## SOURCE MATERIAL
########################################
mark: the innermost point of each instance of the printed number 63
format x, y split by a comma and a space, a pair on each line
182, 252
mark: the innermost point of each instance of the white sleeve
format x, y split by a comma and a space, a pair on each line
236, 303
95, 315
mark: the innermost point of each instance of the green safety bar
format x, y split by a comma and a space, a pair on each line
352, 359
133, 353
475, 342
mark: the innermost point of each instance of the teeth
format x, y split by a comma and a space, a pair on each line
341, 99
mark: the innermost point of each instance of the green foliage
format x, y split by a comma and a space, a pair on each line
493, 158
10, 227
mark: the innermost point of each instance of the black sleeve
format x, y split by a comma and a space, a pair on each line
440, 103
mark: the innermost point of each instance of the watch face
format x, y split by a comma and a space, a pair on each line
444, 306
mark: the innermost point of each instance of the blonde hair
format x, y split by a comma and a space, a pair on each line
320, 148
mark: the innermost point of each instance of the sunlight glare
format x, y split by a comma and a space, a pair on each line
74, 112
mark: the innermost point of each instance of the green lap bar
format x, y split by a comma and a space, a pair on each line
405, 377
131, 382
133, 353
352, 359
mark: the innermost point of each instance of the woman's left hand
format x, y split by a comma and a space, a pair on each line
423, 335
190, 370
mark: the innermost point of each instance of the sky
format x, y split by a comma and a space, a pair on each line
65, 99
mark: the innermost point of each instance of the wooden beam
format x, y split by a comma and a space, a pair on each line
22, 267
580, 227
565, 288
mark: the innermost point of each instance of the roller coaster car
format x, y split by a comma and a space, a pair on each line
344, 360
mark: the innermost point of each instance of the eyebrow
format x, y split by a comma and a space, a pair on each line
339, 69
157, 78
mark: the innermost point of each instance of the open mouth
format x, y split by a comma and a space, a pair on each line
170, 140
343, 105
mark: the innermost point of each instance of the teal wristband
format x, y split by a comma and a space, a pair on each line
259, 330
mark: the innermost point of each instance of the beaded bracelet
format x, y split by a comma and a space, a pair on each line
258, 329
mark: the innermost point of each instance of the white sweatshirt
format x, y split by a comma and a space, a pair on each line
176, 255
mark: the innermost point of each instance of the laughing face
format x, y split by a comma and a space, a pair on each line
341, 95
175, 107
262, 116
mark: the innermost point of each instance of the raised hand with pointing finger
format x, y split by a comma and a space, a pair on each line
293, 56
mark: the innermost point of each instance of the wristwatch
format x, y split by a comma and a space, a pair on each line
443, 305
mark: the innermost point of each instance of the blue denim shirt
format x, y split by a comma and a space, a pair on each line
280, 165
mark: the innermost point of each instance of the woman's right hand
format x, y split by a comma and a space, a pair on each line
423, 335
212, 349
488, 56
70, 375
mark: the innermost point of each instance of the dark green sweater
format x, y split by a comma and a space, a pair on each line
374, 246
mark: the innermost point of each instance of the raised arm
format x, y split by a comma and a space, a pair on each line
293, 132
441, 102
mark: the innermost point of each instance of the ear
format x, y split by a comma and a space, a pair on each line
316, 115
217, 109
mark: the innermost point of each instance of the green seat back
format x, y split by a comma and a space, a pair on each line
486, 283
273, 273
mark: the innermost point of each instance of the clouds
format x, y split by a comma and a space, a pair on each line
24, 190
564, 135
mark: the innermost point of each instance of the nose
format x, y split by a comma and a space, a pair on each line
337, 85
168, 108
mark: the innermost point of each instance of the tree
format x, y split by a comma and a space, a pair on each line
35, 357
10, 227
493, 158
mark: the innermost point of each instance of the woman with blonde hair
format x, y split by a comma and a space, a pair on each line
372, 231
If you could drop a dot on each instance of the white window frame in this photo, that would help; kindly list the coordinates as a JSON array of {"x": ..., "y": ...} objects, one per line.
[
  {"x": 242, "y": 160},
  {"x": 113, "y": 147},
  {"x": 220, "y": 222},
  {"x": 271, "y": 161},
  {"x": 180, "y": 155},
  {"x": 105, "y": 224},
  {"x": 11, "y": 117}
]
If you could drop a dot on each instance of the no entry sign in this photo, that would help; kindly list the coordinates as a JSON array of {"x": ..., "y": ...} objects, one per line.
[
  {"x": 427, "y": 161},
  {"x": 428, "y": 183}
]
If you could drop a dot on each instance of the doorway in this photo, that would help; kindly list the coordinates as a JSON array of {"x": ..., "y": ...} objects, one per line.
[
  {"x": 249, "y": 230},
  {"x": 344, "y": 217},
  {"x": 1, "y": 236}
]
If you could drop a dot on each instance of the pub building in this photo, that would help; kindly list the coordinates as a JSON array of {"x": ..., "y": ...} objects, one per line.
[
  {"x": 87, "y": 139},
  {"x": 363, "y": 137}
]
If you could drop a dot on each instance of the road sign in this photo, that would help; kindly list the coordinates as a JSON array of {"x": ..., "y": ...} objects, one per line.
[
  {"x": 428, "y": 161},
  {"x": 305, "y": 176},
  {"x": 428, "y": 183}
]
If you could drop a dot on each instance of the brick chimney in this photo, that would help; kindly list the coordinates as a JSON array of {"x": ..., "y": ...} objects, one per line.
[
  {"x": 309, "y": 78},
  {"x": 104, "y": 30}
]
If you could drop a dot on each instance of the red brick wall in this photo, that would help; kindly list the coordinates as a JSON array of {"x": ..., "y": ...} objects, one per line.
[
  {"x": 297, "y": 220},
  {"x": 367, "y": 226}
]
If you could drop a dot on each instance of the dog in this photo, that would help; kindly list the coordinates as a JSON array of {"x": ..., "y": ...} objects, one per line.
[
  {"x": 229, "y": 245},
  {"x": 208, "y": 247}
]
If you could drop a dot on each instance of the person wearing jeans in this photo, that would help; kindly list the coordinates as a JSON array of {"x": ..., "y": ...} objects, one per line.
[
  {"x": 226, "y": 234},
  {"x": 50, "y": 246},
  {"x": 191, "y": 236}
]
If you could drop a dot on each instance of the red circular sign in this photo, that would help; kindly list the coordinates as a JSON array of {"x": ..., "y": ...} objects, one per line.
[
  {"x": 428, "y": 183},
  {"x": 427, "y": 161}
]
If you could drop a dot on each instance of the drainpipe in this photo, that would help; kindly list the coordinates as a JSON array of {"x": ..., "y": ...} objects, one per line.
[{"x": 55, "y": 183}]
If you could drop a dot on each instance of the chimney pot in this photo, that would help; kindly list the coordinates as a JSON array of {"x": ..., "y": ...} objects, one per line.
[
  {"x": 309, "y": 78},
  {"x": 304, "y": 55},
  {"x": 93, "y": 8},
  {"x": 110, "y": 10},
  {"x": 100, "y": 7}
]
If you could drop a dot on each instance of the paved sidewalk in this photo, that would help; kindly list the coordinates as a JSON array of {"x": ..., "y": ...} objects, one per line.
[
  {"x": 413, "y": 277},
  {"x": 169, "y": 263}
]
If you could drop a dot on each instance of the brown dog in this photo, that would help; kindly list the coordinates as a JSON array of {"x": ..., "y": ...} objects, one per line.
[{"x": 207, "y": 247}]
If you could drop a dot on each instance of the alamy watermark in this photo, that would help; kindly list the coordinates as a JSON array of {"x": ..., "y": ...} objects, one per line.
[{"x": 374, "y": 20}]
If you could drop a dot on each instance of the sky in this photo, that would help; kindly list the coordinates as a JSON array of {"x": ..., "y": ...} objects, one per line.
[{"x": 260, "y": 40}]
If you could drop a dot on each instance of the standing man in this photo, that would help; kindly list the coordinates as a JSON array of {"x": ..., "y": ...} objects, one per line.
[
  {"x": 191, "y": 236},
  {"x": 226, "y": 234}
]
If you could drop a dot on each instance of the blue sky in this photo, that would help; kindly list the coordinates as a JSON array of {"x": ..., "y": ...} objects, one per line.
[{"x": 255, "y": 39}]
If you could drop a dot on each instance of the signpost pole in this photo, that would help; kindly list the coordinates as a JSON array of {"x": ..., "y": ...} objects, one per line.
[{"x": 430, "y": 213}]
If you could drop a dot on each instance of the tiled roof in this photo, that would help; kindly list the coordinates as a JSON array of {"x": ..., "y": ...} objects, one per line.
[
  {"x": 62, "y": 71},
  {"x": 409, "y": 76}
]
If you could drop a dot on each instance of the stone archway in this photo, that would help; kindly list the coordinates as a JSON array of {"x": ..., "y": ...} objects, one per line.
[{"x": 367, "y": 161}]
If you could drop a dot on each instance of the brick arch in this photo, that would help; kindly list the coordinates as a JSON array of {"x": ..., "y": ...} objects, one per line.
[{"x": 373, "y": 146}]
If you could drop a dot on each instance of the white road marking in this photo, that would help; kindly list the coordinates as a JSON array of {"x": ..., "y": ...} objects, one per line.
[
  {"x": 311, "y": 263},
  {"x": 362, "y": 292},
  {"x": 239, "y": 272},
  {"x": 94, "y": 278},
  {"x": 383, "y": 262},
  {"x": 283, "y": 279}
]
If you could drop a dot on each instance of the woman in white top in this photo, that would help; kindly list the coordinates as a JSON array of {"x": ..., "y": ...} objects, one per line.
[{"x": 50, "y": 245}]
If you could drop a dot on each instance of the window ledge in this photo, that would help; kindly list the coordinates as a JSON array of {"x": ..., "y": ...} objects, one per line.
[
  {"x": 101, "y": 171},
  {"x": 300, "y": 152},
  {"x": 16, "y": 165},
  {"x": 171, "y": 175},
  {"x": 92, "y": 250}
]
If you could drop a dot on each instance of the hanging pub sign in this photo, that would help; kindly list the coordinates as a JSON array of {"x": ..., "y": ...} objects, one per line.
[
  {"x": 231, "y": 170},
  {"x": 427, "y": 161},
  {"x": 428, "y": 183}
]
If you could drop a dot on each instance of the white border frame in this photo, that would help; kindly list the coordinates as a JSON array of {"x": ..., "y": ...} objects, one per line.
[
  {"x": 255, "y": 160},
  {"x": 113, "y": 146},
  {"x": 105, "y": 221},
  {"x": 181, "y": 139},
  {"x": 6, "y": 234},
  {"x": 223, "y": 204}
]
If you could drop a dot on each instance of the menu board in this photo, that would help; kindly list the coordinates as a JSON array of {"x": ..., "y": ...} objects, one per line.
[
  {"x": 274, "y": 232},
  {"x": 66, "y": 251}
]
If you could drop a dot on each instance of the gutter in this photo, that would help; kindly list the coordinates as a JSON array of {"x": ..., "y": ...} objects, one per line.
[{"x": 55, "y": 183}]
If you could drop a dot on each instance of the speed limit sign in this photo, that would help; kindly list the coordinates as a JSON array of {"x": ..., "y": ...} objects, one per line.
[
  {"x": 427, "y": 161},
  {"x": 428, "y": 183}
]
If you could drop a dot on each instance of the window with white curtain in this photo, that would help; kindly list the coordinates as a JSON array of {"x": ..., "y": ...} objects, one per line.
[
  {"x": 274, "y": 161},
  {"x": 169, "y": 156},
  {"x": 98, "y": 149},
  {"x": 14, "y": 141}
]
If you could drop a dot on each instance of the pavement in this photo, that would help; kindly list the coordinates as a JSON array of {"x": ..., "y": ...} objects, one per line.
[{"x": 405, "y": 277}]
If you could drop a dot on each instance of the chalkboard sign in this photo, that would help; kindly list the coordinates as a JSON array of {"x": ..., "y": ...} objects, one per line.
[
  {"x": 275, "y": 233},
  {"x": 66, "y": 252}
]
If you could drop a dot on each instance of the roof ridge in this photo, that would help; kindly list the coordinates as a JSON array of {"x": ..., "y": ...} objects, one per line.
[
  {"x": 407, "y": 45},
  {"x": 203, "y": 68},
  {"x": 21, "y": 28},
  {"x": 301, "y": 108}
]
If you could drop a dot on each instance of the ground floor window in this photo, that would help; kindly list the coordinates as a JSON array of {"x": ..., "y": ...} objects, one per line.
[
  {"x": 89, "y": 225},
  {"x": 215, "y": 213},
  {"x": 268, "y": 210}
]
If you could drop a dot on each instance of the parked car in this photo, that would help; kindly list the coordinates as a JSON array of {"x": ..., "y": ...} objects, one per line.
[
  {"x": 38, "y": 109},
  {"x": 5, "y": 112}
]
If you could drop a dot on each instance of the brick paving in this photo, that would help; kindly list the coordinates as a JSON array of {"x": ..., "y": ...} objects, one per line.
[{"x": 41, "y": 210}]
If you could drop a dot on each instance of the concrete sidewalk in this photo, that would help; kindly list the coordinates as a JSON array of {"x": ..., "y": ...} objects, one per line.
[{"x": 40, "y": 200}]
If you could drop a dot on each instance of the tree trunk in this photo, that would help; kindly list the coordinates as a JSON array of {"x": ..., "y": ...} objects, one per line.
########################################
## ABOUT THIS EXERCISE
Where a line contains the word "blonde", copy that line from the listing above.

## EXPECTED ANSWER
mark: the innermost point of each instance of the blonde hair
mark: the innermost point of each instance of the woman with blonde hair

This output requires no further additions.